Source passage:
By Dr. Jin Peng, Assistant Professor of Finance, University of Colorado Colorado Springs

In today’s fast-paced business environment, companies must constantly adapt to remain competitive. One significant way organizations respond to increased competition is through CEO turnovers. Research conducted by UCCS Assistant Professor Dr. Jin Peng, along with her collaborators, Haofei Zhang from Ningbo University of Technology and Mingming Zhou from Pace University, provides valuable insights into how unexpected tariff cuts – which increase industry competitiveness – influence CEO turnover rates, particularly in non-exporting firms.

Jin Peng, Ph.D. is an assistant professor of finance at the University of Colorado Colorado Springs.

Dr. Jin Peng and her team found that the likelihood of CEO turnover rises with unexpected surges in industry competitiveness, driven mainly by non-exporting firms. These firms, especially those with weak governance, high leverage and financial distress, are more prone to replacing their CEOs. 

The researchers used industry-level tariff cuts as a quasi-natural experiment to capture increases in product market competition. The analysis covered 910 companies in 114 U.S. manufacturing industries from 1992 to 2012. Tariff cut shocks were measured as a dummy variable if they were at least three times larger than the industry average tariff change.

Input for this task:

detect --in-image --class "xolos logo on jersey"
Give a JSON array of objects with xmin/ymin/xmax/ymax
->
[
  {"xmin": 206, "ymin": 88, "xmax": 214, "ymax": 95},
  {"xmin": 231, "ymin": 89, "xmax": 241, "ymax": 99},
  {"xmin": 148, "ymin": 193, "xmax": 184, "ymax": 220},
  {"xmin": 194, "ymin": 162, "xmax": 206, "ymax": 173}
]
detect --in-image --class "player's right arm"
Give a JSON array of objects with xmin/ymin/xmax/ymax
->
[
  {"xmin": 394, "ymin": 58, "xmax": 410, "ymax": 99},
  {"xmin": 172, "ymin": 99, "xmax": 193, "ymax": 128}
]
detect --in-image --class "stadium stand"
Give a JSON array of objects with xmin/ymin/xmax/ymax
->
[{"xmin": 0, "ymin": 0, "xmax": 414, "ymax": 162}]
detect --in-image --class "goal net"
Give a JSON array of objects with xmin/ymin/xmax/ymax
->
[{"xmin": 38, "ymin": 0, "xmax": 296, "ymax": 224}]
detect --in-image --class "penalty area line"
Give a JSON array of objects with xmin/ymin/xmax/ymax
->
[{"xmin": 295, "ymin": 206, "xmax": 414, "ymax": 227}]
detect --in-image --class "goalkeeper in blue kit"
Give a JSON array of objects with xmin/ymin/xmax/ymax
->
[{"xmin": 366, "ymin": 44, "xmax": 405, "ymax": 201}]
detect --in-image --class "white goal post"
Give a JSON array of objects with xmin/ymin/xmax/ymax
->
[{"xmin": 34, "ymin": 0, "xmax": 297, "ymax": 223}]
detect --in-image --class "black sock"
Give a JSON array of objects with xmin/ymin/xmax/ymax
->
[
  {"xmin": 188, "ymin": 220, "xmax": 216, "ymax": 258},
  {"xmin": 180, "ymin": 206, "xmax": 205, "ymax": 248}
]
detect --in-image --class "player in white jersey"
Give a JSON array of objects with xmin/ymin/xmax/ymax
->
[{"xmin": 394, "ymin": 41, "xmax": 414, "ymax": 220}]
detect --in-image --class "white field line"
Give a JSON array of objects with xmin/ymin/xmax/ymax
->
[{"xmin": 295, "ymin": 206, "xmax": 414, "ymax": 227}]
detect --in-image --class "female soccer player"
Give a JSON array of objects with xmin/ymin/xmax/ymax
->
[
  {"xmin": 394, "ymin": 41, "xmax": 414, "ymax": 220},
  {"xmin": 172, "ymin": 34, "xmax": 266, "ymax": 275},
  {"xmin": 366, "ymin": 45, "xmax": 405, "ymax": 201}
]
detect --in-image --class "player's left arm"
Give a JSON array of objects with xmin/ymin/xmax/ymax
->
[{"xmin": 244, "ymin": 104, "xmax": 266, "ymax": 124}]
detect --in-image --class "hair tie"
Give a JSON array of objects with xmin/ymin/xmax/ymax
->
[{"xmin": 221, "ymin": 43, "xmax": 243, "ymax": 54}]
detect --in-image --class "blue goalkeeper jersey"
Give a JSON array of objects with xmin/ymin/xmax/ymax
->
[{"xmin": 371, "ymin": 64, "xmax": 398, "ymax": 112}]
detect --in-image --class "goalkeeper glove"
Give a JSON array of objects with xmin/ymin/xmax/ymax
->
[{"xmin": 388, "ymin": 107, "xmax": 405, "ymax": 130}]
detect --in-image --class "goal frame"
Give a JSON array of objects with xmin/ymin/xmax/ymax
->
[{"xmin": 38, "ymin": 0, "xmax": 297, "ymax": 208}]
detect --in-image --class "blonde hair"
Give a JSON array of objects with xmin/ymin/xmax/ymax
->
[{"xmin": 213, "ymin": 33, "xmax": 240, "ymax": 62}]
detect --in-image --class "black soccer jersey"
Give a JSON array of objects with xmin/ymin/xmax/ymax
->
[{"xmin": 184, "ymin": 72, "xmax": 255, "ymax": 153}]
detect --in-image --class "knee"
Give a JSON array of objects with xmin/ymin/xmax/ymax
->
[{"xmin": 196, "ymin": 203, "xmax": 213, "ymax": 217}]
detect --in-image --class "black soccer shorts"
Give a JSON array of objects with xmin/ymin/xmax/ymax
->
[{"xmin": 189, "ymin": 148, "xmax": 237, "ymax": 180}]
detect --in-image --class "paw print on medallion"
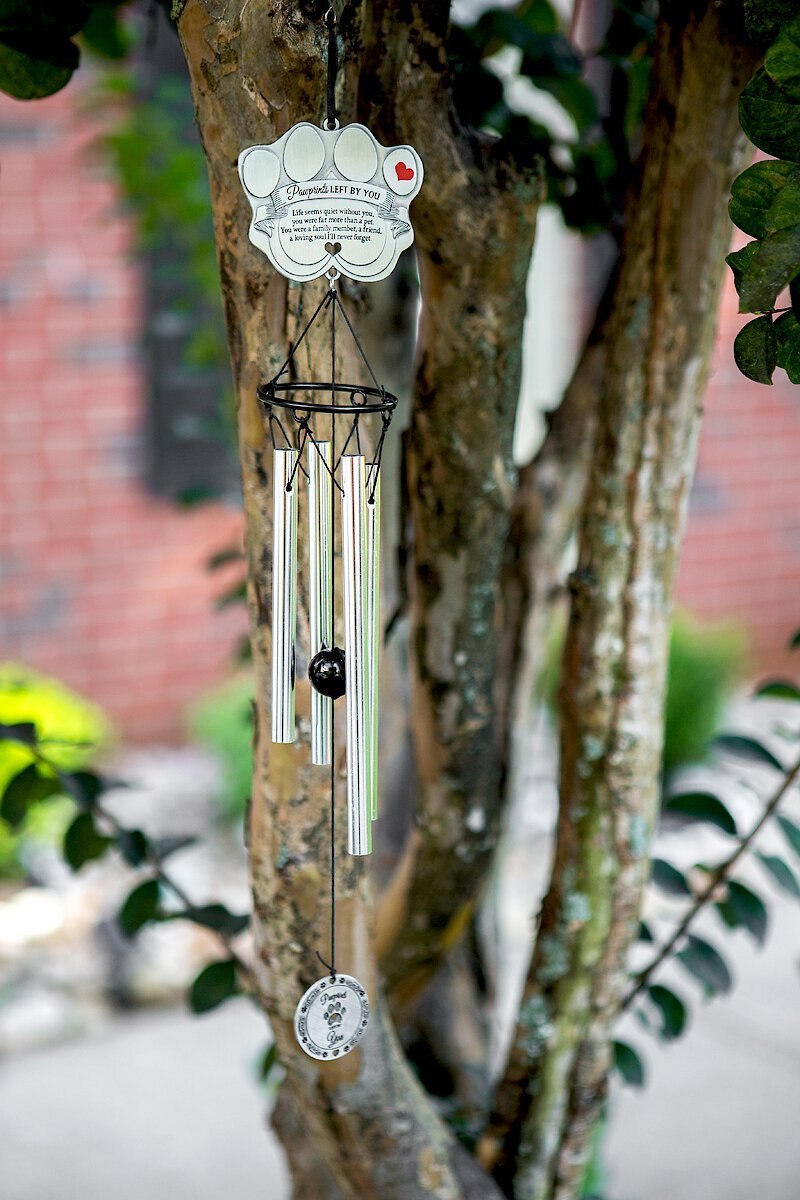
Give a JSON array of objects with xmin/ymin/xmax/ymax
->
[
  {"xmin": 239, "ymin": 122, "xmax": 423, "ymax": 281},
  {"xmin": 324, "ymin": 1000, "xmax": 344, "ymax": 1030}
]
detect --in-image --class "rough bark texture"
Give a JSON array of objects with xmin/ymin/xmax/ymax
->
[
  {"xmin": 483, "ymin": 4, "xmax": 752, "ymax": 1200},
  {"xmin": 179, "ymin": 0, "xmax": 762, "ymax": 1200},
  {"xmin": 179, "ymin": 0, "xmax": 539, "ymax": 1200}
]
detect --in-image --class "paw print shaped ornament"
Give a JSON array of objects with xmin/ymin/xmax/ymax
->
[
  {"xmin": 244, "ymin": 10, "xmax": 422, "ymax": 1062},
  {"xmin": 239, "ymin": 121, "xmax": 422, "ymax": 283}
]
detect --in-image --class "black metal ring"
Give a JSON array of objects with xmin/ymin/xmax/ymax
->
[{"xmin": 257, "ymin": 380, "xmax": 397, "ymax": 415}]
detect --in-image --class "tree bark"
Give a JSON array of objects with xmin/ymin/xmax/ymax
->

Tasks:
1: Could you reproduce the passage on CEO turnover word for word, beginning at the words "In today’s fast-paced" and stopping after "Colorado Colorado Springs."?
2: Which lines of the records contain the string "hair", with case counting? Show each of those lines in full.

Task answers:
1:
In today’s fast-paced business environment, companies must constantly adapt to remain competitive. One significant way organizations respond to increased competition is through CEO turnovers. Research conducted by UCCS Assistant Professor Dr. Jin Peng, along with her collaborators, Haofei Zhang from Ningbo University of Technology and Mingming Zhou from Pace University, provides valuable insights into how unexpected tariff cuts – which increase industry competitiveness – influence CEO turnover rates, particularly in non-exporting firms.

Jin Peng, Ph.D. is an assistant professor of finance at the University of Colorado Colorado Springs.

2:
detect --in-image --class "hair tie"
detect --in-image --class "blonde hair"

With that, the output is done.